━━━━━ Given passage

Republished: The Lost Lamb of Final Fantasy XV
Published on SuperversiveSF in 2021, this piece is republished here for your pleasure, readers.
The Superversive website is back online, readers! That being said, as with the previous “evangelizing fandom” post republished here, I am now re-releasing (with some minor edits) the second article published on SuperversiveSF in this category.
Enjoy, readers - and please let me know what you think of this piece. It was one of the ones I had the most fun writing!
The Lost Lamb of Final Fantasy XV
The Final Fantasy video game series is something this author only gained an interest in recently. Video games have never been her preferred milieu, and so she usually eschewed them for books, films, and television. But it seems Someone wanted her to take a closer look at them, as He set her on the path to discover the famous Final Fantasy JRPG series.
I will save you the description of just how I stumbled onto the videos made by youtuber Ikkin about Final Fantasy XV. The important point is that listening to her series of reviews about the Catholicity of FFXV solidified this writer’s interest in the franchise and gave her an insight into Evangelizing Fandom. (Warning, spoilers will follow!)

━━━━━━━━━━

> [Jobs]:
1. From the Final Fantasy XV post, list the forms of entertainment the author says she usually chose instead of video games.
2. Copy the Final Fantasy XV post from "Enjoy, readers - and" to "spoilers will follow!)", using "friends" in place of "readers".

━━━━━ Extracted information

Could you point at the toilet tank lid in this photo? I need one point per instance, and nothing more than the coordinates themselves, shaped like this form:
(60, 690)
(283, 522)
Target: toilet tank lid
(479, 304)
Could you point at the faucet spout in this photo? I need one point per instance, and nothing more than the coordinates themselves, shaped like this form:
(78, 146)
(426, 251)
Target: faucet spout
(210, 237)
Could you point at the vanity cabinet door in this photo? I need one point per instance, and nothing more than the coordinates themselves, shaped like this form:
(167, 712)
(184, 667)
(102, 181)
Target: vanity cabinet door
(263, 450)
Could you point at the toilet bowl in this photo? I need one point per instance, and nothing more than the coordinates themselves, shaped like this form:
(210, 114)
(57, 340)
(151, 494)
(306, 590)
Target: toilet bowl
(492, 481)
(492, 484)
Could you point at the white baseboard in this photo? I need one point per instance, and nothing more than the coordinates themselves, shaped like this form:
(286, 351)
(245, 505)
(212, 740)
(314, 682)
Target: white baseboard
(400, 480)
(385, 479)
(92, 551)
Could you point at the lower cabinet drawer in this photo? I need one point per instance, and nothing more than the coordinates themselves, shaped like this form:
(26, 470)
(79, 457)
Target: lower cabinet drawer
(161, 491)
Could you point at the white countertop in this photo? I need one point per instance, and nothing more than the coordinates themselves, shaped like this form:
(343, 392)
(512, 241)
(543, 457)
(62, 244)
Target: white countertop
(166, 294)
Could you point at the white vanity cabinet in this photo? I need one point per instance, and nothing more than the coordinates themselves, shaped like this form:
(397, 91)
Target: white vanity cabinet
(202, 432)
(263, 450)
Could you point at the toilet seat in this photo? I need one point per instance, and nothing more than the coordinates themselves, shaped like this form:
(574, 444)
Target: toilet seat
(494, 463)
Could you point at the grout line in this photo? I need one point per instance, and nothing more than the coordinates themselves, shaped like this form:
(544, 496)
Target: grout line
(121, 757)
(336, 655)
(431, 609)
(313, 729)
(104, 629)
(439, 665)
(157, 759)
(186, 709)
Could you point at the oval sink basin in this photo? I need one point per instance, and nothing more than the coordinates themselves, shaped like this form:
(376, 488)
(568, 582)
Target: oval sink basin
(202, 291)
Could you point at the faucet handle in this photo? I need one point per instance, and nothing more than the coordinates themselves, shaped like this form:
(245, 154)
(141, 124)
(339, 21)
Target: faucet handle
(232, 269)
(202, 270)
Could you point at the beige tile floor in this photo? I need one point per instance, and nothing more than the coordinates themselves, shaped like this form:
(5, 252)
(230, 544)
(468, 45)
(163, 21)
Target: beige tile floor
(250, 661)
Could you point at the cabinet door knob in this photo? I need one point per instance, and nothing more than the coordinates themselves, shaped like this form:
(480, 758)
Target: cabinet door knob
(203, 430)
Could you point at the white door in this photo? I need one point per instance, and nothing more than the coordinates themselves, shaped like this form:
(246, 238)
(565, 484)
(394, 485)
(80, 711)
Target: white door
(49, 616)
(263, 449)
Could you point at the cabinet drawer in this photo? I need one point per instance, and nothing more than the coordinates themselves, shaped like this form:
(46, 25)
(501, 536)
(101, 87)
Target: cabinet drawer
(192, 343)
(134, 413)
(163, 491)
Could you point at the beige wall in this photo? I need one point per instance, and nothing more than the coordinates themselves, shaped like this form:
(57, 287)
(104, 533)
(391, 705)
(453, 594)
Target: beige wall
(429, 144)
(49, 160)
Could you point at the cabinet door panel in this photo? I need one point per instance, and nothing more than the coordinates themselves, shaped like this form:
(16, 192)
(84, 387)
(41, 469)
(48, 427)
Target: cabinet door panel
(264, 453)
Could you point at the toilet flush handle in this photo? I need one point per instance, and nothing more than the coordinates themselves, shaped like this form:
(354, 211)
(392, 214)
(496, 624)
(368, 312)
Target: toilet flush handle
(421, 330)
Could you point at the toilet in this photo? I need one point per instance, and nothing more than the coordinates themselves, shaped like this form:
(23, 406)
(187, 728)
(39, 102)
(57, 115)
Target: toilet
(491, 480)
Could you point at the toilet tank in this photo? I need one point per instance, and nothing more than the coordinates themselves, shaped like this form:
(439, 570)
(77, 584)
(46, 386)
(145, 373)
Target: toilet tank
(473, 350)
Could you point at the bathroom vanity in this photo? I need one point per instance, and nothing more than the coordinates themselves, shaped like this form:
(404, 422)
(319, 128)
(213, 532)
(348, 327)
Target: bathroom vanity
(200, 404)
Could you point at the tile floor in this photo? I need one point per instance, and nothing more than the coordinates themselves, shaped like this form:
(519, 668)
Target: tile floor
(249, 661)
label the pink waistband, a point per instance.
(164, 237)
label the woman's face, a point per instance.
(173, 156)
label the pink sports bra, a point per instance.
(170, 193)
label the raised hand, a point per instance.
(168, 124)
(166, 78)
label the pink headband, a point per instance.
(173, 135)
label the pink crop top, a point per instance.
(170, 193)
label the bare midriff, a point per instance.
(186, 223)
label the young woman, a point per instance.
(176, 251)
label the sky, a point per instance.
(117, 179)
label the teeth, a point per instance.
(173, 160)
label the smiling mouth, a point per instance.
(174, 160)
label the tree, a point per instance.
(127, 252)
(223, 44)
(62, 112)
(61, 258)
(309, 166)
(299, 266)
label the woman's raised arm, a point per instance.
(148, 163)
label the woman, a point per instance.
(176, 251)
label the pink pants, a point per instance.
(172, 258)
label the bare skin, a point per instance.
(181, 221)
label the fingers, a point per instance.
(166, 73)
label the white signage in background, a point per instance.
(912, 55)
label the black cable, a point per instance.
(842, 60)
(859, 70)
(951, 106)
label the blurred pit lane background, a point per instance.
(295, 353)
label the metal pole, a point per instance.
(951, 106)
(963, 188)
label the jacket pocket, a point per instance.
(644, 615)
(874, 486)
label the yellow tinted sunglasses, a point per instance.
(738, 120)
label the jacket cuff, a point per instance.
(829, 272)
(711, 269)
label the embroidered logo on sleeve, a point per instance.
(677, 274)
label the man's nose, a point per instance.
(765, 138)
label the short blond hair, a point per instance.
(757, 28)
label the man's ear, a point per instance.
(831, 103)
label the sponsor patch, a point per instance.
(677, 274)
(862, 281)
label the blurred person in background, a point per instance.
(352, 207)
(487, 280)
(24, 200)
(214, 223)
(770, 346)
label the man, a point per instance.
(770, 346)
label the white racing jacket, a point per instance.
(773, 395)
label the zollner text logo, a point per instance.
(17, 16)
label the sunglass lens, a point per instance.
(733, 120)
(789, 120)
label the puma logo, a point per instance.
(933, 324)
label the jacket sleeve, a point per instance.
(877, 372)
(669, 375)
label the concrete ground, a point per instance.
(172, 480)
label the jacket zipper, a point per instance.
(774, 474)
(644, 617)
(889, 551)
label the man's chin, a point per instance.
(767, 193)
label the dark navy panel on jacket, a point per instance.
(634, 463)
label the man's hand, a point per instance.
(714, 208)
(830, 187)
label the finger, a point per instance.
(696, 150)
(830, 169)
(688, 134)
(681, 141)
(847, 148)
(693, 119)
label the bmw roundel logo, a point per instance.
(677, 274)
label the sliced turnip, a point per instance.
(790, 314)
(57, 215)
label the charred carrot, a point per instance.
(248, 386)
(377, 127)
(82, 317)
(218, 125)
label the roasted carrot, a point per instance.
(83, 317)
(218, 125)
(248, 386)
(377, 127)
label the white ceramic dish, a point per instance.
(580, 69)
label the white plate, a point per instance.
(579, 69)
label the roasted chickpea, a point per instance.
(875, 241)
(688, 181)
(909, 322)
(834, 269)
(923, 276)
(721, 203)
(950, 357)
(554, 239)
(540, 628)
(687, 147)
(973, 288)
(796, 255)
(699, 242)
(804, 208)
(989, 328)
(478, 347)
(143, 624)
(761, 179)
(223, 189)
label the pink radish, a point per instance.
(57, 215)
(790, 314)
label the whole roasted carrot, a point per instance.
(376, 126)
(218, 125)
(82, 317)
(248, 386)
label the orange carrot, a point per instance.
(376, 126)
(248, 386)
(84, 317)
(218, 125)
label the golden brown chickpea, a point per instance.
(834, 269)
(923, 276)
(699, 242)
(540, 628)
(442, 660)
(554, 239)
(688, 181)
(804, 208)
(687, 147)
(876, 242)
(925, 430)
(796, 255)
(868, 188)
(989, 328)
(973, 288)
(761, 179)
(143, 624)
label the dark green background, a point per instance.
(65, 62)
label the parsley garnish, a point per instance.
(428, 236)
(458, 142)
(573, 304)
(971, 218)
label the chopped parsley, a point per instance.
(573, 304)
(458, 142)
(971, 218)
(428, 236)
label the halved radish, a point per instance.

━━━━━━━━━━

> [Written responses]:
1. Books, films, and television.

2.
Enjoy, friends - and please let me know what you think of this piece. It was one of the ones I had the most fun writing!
The Lost Lamb of Final Fantasy XV
The Final Fantasy video game series is something this author only gained an interest in recently. Video games have never been her preferred milieu, and so she usually eschewed them for books, films, and television. But it seems Someone wanted her to take a closer look at them, as He set her on the path to discover the famous Final Fantasy JRPG series.
I will save you the description of just how I stumbled onto the videos made by youtuber Ikkin about Final Fantasy XV. The important point is that listening to her series of reviews about the Catholicity of FFXV solidified this writer’s interest in the franchise and gave her an insight into Evangelizing Fandom. (Warning, spoilers will follow!)